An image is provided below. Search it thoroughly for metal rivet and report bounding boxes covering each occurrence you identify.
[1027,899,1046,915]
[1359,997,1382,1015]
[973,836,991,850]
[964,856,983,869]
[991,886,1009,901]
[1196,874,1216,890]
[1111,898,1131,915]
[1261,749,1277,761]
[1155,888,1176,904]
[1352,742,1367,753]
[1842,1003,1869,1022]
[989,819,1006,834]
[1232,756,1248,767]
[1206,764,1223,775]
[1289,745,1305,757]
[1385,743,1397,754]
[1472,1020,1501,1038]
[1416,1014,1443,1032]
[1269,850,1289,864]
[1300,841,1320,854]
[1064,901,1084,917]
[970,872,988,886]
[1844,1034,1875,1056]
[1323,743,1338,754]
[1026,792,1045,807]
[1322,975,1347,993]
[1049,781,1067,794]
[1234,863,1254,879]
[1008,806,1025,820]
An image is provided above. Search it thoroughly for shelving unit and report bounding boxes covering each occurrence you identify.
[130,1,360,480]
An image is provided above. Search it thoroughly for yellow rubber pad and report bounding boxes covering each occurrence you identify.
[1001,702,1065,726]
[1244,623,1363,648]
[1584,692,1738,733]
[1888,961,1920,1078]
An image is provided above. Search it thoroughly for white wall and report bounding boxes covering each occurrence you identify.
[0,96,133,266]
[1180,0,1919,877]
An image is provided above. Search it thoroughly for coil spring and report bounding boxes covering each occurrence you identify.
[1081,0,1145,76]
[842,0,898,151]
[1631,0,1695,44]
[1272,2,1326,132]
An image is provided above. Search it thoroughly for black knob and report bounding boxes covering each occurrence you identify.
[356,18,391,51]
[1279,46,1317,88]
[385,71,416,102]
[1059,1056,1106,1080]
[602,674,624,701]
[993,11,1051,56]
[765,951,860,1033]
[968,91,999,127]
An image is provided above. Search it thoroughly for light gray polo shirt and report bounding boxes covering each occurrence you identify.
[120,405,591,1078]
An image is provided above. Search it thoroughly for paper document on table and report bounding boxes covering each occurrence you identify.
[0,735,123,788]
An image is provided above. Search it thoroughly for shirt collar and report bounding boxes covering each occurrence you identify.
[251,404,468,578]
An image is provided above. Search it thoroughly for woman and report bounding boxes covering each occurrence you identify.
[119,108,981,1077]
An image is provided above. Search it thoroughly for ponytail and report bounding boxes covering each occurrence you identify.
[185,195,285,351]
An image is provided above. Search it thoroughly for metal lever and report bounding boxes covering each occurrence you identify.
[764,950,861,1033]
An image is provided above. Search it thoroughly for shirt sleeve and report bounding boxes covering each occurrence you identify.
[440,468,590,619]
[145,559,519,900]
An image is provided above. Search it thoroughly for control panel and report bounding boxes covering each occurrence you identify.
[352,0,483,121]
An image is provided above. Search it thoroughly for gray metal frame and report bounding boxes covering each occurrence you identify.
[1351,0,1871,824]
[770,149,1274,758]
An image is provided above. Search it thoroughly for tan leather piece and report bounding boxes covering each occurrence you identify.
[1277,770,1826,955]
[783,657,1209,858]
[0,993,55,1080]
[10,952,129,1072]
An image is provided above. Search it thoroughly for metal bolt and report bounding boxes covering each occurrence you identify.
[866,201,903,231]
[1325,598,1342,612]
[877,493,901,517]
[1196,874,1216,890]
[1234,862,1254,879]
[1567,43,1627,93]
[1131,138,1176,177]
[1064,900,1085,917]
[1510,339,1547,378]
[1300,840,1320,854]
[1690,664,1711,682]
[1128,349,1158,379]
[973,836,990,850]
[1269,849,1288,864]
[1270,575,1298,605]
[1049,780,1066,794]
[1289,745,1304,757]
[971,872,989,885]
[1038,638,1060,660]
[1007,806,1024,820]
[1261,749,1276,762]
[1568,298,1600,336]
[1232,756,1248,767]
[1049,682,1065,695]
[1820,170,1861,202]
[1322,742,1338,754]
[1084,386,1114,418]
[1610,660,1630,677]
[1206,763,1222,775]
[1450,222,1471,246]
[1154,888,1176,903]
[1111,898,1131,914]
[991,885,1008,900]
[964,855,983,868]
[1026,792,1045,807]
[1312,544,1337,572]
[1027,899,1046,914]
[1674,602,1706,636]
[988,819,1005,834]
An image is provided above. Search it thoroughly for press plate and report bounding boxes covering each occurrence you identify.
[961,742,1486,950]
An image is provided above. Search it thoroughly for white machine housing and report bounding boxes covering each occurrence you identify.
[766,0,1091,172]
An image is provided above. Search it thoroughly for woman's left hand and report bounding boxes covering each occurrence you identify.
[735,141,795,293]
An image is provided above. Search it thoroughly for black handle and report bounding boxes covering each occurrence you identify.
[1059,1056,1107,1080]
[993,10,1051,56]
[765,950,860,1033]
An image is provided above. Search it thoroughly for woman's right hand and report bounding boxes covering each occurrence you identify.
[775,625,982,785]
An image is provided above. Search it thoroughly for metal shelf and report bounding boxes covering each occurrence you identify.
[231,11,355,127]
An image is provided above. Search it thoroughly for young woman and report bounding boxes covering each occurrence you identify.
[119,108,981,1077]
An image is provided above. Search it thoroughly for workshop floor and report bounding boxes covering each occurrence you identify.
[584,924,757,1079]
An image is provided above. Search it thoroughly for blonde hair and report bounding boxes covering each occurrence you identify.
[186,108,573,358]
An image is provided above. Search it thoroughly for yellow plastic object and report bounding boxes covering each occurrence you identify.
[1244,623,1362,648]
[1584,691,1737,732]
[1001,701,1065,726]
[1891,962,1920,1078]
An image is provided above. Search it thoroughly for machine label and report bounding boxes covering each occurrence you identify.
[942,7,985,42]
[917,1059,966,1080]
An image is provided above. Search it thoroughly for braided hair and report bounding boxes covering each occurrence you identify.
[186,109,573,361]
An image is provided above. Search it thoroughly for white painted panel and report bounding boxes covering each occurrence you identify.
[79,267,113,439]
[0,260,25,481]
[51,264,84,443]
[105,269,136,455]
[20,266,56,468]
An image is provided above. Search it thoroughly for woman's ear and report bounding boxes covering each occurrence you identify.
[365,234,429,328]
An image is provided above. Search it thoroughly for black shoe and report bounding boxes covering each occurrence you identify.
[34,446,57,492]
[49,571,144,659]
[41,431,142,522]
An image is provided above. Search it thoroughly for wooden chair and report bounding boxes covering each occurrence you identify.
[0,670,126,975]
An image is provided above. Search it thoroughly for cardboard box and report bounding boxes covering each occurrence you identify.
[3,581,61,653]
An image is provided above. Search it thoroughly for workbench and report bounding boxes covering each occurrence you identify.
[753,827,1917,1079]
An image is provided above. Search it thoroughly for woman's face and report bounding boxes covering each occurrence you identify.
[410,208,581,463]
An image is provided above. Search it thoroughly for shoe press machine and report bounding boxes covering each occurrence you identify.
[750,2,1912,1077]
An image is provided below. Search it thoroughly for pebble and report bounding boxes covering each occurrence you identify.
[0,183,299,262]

> WHAT IS EXPECTED: Every record is to be repeated exactly as written.

> TASK SOLUTION:
An image is provided below. Search it thoroughly for metal rivet and report bounding boxes covering each occurrence you identify.
[1027,899,1046,915]
[1359,997,1382,1015]
[973,836,991,850]
[964,856,983,869]
[991,886,1009,901]
[1196,874,1216,890]
[1111,898,1131,915]
[1261,749,1277,761]
[1155,888,1176,904]
[1352,742,1367,753]
[1842,1003,1869,1022]
[989,819,1006,834]
[1232,756,1248,767]
[1206,764,1223,775]
[1289,745,1305,757]
[1385,743,1397,754]
[1472,1020,1501,1038]
[1416,1014,1443,1032]
[1269,850,1289,864]
[1300,841,1320,854]
[1064,901,1084,917]
[970,872,988,886]
[1844,1034,1875,1056]
[1323,743,1338,754]
[1026,792,1045,807]
[1322,975,1347,993]
[1049,781,1067,794]
[1234,863,1254,879]
[1008,806,1025,820]
An image is provided above. Search it thoroughly for shelving unit and report bounding boxes covering each occurrence you identify.
[130,1,360,480]
An image is provided above. Search it thoroughly for yellow rubber pad and report bounding boxes covering each occurrence you identify.
[1001,702,1065,726]
[1244,623,1363,648]
[1584,692,1738,733]
[1888,961,1920,1078]
An image is provided above. Search it thoroughly for white wall and report bounding boxes covering each occurrence you identify.
[0,96,133,266]
[1180,0,1919,877]
An image is provided above. Search it thoroughly for coil spring and report bounding boxes covering each occurrence you identify.
[1081,0,1145,76]
[842,0,898,151]
[1631,0,1695,44]
[1272,2,1326,132]
An image is provided above. Search it thoroughly for black knob and report bounding boxes covering each occurrence you identify.
[356,18,391,51]
[1279,46,1317,88]
[385,71,416,102]
[1059,1056,1106,1080]
[602,674,624,701]
[993,11,1051,56]
[765,951,860,1033]
[968,91,999,127]
An image is provided above. Search it thoroughly for light gray polo shirt and report bounding boxes covering each occurrence you identify.
[120,405,591,1078]
An image is provided above. Search it thoroughly for paper document on table and report bounding boxes covering each occurrence you identify.
[0,735,123,788]
An image is provided above. Search it thoroughly for shirt collar and report bounding boxes covering each occurrence you identify.
[251,404,468,578]
An image is provided above. Search it thoroughly for woman and report bounding boxes covering each occurrence you identify.
[119,108,981,1077]
An image is provided above. Search it thoroughly for ponytail and report bounding boxes covering each occurrence you identify.
[185,195,285,351]
An image is provided above. Search it thoroughly for metal lever and report bounding boxes covering each occurrence you identify.
[764,950,861,1033]
An image is provided above. Search it thoroughly for shirt sleeve and report bounding boxes covering each occurrence you identify.
[440,468,590,619]
[145,559,519,900]
An image is provided above. Search it thoroughly for control panel and report bounding boxes covering each occurrence you identify.
[352,0,483,121]
An image is provided above. Search it thoroughly for gray metal frame and report bounding boxes covering each occurrence you identify.
[1351,0,1871,824]
[770,149,1274,758]
An image is provided above. Search it thoroughly for tan leather piece and report bounding boxes covering each occurrence you identify.
[1277,770,1826,955]
[783,657,1209,858]
[0,993,55,1080]
[10,952,129,1072]
An image is provided above. Search it thoroughly for metal bolt and report bounding boxes covering each occurrence you identify.
[866,201,903,231]
[1325,598,1342,612]
[877,493,901,517]
[1196,874,1216,890]
[1234,862,1254,879]
[1567,43,1627,93]
[1131,138,1176,177]
[1064,900,1085,917]
[1510,339,1547,378]
[1300,840,1320,854]
[1690,664,1711,682]
[1128,349,1158,379]
[973,836,990,850]
[1269,849,1288,864]
[1270,575,1298,605]
[1049,780,1066,794]
[1289,745,1304,757]
[971,872,989,885]
[1038,638,1060,660]
[1007,806,1024,820]
[1261,749,1276,762]
[1568,298,1600,336]
[1232,756,1248,767]
[1049,682,1065,695]
[1820,170,1861,202]
[1322,742,1338,754]
[1084,386,1114,418]
[1610,660,1630,677]
[1206,763,1222,775]
[1450,222,1471,246]
[1154,888,1176,903]
[1111,898,1131,914]
[991,885,1008,900]
[964,855,983,868]
[1026,792,1045,807]
[1312,544,1337,572]
[1027,899,1046,914]
[1674,602,1706,636]
[988,819,1005,834]
An image is provided above. Search it thoroughly for press plate and report bounding boxes covering each occurrence you identify.
[961,742,1486,950]
An image is provided above. Search it thoroughly for white machine housing and report bounding boxes covering each occurrence you identify.
[766,0,1091,172]
An image is provided above. Search it thoroughly for woman's left hand and report bounding boxes covering each occurrence you identify.
[735,141,795,293]
An image is provided above. Search it thoroughly for black handle and report bounding boxes covering each occurrence you identify.
[1059,1056,1107,1080]
[993,10,1051,56]
[765,950,860,1033]
An image is provided above. Search it thoroughly for woman's right hand and report bounding boxes covering each occurrence you identify.
[775,625,982,785]
An image is provided above. Search it thoroughly for metal shelf and report bounding boxes covering each occurrence you identify.
[231,11,355,127]
An image is provided above. Search it thoroughly for young woman and report bounding boxes covering each occurrence you identify.
[119,108,981,1077]
An image is provided above. Search it thoroughly for workshop floor and report bounding boxes covering each occurrence you identify.
[584,924,757,1079]
An image is provided above. Search it thoroughly for blonde hair and report bounding boxes covering each occurrence you identify.
[186,108,573,358]
An image is provided above. Search it thoroughly for yellow plastic object and report bounding boxes covering each occurrence you identify.
[1244,623,1362,648]
[1584,691,1737,732]
[1001,701,1065,726]
[1891,962,1920,1078]
An image is provided above. Search it thoroughly for machine label and report bounding boxes covering each occurrence you identify.
[942,7,985,42]
[917,1059,966,1080]
An image is provided above. Search it thoroughly for braided hair and report bounding boxes covering each occurrence you identify.
[186,109,573,361]
An image is provided above. Search it thoroughly for white painted panel and report bounding boxes covering each occurrence you identify.
[79,267,113,439]
[0,260,25,481]
[51,264,84,443]
[105,269,136,455]
[20,266,56,468]
An image is provided above. Search it thoroughly for woman's ear and report bounding boxes covering each occurrence you identify.
[365,234,429,328]
An image is provided above. Search it thoroughly for black shoe and report bounding boxes covering each occurrence you identify.
[34,446,57,492]
[49,571,144,659]
[41,431,142,522]
An image is provided above. Search it thoroughly for wooden chair and report bounding boxes covering each occurrence you identify.
[0,670,126,975]
An image is provided above. Search it thoroughly for cardboard box and report bounding boxes covering each occurrence you identify.
[3,581,61,653]
An image is provided above. Search it thoroughly for workbench and report bounding boxes covering each occurrence you identify.
[753,827,1917,1079]
An image is provided above. Search it thoroughly for woman's face and report bounding boxes covering each occurrence you identify.
[410,208,581,463]
An image is provided above. Search it thoroughly for shoe press machine and report bounding boxes covering each occurrence you identify.
[750,2,1912,1077]
An image is provided below. Search it thoroughly for pebble and report bounding boxes covering each occurrence you identify.
[0,183,299,262]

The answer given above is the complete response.